## begin Entries supplied

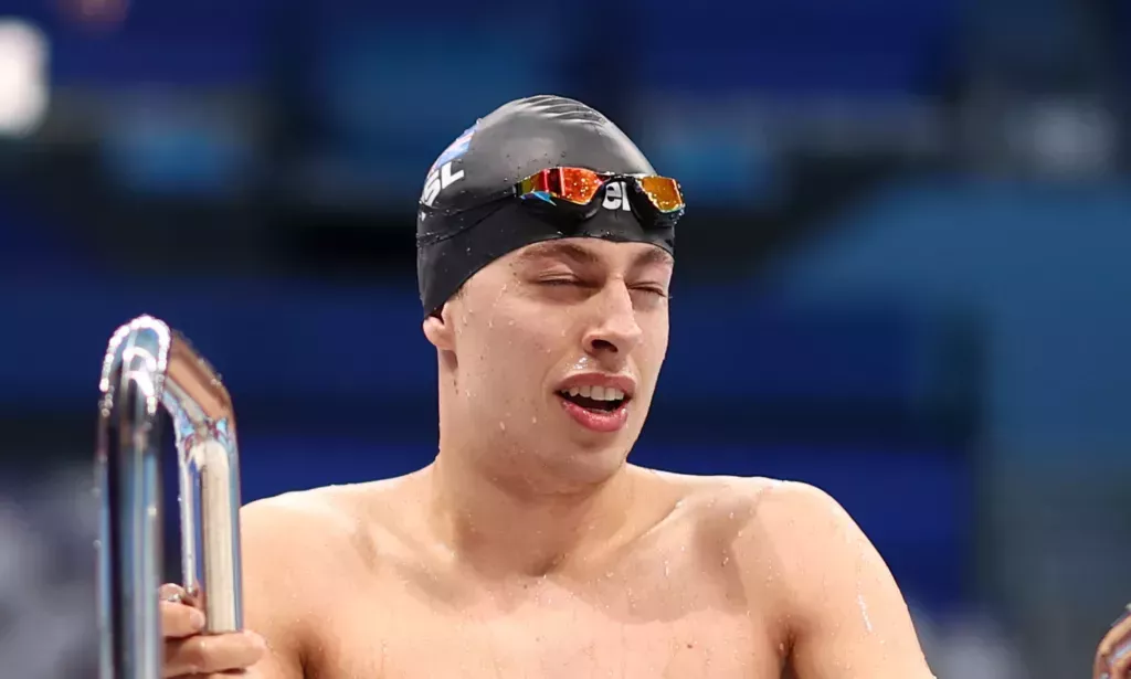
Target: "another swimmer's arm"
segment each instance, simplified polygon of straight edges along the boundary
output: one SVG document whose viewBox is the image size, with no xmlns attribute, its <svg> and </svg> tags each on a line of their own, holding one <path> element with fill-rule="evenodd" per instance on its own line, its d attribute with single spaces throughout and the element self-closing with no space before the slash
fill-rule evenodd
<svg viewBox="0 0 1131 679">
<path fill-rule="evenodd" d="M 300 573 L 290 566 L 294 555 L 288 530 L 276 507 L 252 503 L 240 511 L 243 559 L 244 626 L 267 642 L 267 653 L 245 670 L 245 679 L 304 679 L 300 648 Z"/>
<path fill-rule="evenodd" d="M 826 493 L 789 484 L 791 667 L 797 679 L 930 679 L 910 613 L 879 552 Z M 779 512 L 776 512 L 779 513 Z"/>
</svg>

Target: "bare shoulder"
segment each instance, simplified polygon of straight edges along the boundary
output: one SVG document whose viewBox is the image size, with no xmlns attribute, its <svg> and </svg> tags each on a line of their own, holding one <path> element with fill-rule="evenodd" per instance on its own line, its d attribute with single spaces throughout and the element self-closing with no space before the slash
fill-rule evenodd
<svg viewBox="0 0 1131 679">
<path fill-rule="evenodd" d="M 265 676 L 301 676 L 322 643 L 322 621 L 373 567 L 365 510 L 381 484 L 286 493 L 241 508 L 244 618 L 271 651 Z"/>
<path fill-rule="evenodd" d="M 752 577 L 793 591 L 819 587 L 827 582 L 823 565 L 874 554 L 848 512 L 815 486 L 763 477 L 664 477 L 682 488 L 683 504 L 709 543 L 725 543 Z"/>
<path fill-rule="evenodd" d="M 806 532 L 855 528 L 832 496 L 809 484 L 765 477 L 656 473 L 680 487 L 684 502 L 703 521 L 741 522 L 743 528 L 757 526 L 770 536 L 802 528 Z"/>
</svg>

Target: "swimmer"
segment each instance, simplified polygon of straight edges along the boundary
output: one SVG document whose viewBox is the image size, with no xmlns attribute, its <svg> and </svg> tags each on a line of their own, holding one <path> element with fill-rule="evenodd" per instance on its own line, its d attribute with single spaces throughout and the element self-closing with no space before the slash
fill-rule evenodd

## end Entries supplied

The request
List each line in the records above that contains the string "swimmer".

Answer to this problem
Target: "another swimmer's arm"
Target: "swimmer"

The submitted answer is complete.